Where's the Open Data?

Your Tax Dollars At Work by Dr.+Bent · 2002-11-11 15:18 · Score: 5, Informative

Right Here.

planning a terrorist attack are we? by Anonymous Coward · 2002-11-11 15:24 · Score: 0

you can't have that data. you might use it to kill someone.

die fucker. information should be banned.

Its called Google by Anonymous Coward · 2002-11-11 15:27 · Score: 0

Follow da links. Use Google's cache.

Data = Money :(

Soon you'll be able to try... by damien_kane · 2002-11-11 15:30 · Score: 4, Informative

MIT's SuperArchive

Grabbe the link off of rootprompt in case any of you care

NIMA and NOAA too by stanwirth · 2002-11-11 15:33 · Score: 5, Informative

NOAA provides Bathymetry data and electronic navigation charts (vectorized) and NIMA (that's right, .mil, -- NIMA used to be the Defense Mapping Agency provides city lists and populations for all the countries in the world, as well as DEMs (digital elevation models--i.e. gridded topography). The National Atlas project provides boundaries of federal lands, outlines of states, locations of major cities, stuff like that.

ENJOY!

How 'common' do you need it? by tswinzig · 2002-11-11 15:37 · Score: 5, Funny

Why isn't there a common reponsitory for public domain data sets?

There is, it's right here.

(aka The Internet)

--

"And like that ... he's gone."

Re:How 'common' do you need it? by Anonymous Coward · 2002-11-11 16:22 · Score: 1, Funny

Slashdot ought to implement a new filter for its comments section in preferences: Score penalty for reference to Google in Ask Slashdot question.
Re:How 'common' do you need it? by tswinzig · 2002-11-11 17:53 · Score: 3, Troll

Slashdot ought to implement a new filter for its comments section in preferences: Score penalty for reference to Google in Ask Slashdot question.

Unfortunately, most of the Ask Slashdot's are so lame they can be answered with a simple google search.

The editor that posts the Ask Slashdot should first see if he can easily answer the question with a google search before posting the article.

--

"And like that ... he's gone."
Re:How 'common' do you need it? by mabinogi · 2002-11-11 22:23 · Score: 4, Insightful

> Unfortunately, most of the Ask Slashdot's are so lame they can be answered with a simple google search.

But someone submitting a question to Ask Slashdot doesn't want a bunch of links from Google, they want opinions...opinions from real people that may or may not (most likely) know what they're talking about.
They want discussion.....you cant get that by searching on google...

--
Advanced users are users too!
Re:How 'common' do you need it? by tswinzig · 2002-11-12 01:15 · Score: 2

They want discussion.....you cant get that by searching on google...

Yes, you can!

--

"And like that ... he's gone."

Have you tried by Apreche · 2002-11-11 15:48 · Score: 2

the world almanac? Oh no, a book? made of paper? what's that? Just because it isn't in digital form doesn't mean it's not out there. Try the public library sometime.

--
The GeekNights podcast is going strong. Listen!

Data shown:
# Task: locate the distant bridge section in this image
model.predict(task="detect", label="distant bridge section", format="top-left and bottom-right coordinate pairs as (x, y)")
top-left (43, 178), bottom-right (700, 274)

Problem details:
From the open data thread, quote the passage that starts with the words containing "Grabbe the link" and ends with "domain data sets?". You won't need the data for this.

Solution for this problem:
Grabbe the link off of rootprompt in case any of you care

NIMA and NOAA too by stanwirth · 2002-11-11 15:33 · Score: 5, Informative

NOAA provides Bathymetry data and electronic navigation charts (vectorized) and NIMA (that's right, .mil, -- NIMA used to be the Defense Mapping Agency provides city lists and populations for all the countries in the world, as well as DEMs (digital elevation models--i.e. gridded topography). The National Atlas project provides boundaries of federal lands, outlines of states, locations of major cities, stuff like that.

ENJOY!

How 'common' do you need it? by tswinzig · 2002-11-11 15:37 · Score: 5, Funny

Why isn't there a common reponsitory for public domain data sets?